Noem alle zorgvormen waarvoor volgens het fragment over de bekostiging van de ggz een nieuw bekostigingsmodel komt.

___ FRAGMENT VAN PAGINA

Het nieuwe bekostigingsmodel in de ggz, waarin geen dbc’s meer worden vergoed maar zorgprestaties, vindt breed bijval in het veld. Wel moet het nog verder worden doorontwikkeld, stellen de veldpartijen.
Er komt een nieuw bekostigingsmodel voor de generalistische basis ggz, gespecialiseerde ggz en forensische zorg. De Nederlandse Zorgautoriteit (NZa) heeft deze week het advies hierover aangeboden aan het ministerie van Volksgezondheid, Welzijn en Sport (VWS) en het ministerie van Justitie en Veiligheid (JenV). Het huidige bekostigingsmodel in de ggz moet per 2022 worden vervangen.
Die tijd is ook wel nodig, want het model moet op verschillende punten verder uitgewerkt en getoetst worden, benadrukken verschillende partijen in het veld. De partijen zijn het er over eens dat het zorgprestatiemodel bekostiging eenvoudiger en transparanter maakt. Daadwerkelijk geleverde zorg zou beter weerspiegeld worden in zorgprestaties dan in diagnose behandel-combinaties (dbc’s). Tarieven sluiten daarmee beter aan op de behandelinzet en behandelsetting. Prestaties zijn daarnaast eenvoudiger, herkenbaarder en controleerbaarder voor de patiënt, aldus de NZa en andere betrokken partijen.
Zorgclustermodel
De verdere uitwerking van de zorgvraagtypering wordt losgekoppeld van de invoering van het nieuwe bekostigingsmodel. Mede op advies van de Nederlandse Vereniging van Ziekenhuizen wordt nogmaals kritisch gekeken naar het zorgclustermodel. Ook de ggz-sector was niet unaniem positief over dit model, dat afkomstig is uit Engeland. De NZa verplichtte in 2017 een aantal zorginstellingen om proef te draaien met het zorgclustermodel. Het aantal vrijwillige aanmeldingen om te gaan werken met dit model was laag.
In een brief aan de Tweede Kamer schreef staatssecretaris Blokhuis (VWS) dat het medische model achter het zorgclustermodel momenteel geen betere aanknopingspunten biedt om de verzekerde aanspraken te duiden. Het huidige systeem is gebaseerd op de DSM-IV, het gangbare diagnoseclassificatiesysteem. De DSM-IV is internationaal echter sterk achterhaald, zo stelt GGZ Nederland.

______
___ AANGELEVERDE GEGEVENS

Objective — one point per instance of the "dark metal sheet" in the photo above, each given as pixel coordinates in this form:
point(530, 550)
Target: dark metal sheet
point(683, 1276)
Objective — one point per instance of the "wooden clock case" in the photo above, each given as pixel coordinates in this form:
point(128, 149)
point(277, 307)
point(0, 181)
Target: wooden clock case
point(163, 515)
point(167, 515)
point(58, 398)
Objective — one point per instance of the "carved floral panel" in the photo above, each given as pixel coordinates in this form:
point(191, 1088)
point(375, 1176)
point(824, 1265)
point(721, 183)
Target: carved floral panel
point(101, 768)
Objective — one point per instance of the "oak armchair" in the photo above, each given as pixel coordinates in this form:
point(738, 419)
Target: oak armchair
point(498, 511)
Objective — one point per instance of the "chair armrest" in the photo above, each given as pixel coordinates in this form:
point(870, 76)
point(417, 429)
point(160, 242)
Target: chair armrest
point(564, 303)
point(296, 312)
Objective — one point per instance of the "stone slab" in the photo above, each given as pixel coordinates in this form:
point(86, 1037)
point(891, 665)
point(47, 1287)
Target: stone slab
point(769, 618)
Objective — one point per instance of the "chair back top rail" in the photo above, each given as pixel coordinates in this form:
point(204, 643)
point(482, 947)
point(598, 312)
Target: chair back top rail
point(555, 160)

______

● VERWACHT ANTWOORD
- generalistische basis ggz
- gespecialiseerde ggz
- forensische zorg